*TASK 1*
In the passage on special needs trusts, translate this sentence into Spanish: "A special needs trust is an important estate planning tool."
*TASK 2*
Carry on the passage about special needs trusts, picking up after its final sentence.

*DOCUMENT SECTION*
···
If you have a relative who has a disability, you may have concerns about his or her ability to pay for basic living expenses and medical care. You may also worry that your loved one may be vulnerable to financial abuse. Setting up a special needs trust may put your mind at ease.
A special needs trust is an important estate planning tool. With this type of trust, you set aside funds for your relative’s benefit. Because you do not transfer ownership to him or her, your loved one continues to be eligible for means-tested government assistance, like Medicaid or Supplemental Security Income.
If maintaining eligibility for financial help is a priority, the special needs trust must not pay for the same expenses that government programs cover. Therefore, it may be useful to refer to the trust as a supplemental needs trust.
···
*STORED DATA*
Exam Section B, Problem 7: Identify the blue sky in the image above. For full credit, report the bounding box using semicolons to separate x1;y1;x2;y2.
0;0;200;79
···
*RESPONSE 1*
Un fideicomiso para necesidades especiales es una herramienta importante de planificación patrimonial.

*RESPONSE 2*
Rather than paying for housing, utilities, fundamental medical care and other related costs, disbursements from the trust may only go to supplemental expenses. These typically include the following:
- Housing modifications
- Vocational training
- Travel expenses
- Hobby costs
- Restaurant meals
- Other similar expenses
The special needs trustee
You do not have to monitor fund disbursements to ensure they do harm your loved one’s eligibility for government help. When you establish the trust, you choose a trustee to manage it. Along with investing trust funds and performing recordkeeping duties, this individual approves all fund disbursements.
More importantly, the special needs trustee acts as a fiduciary for the beneficiary. This means the trustee may connect your relative with services he or she is having trouble accessing.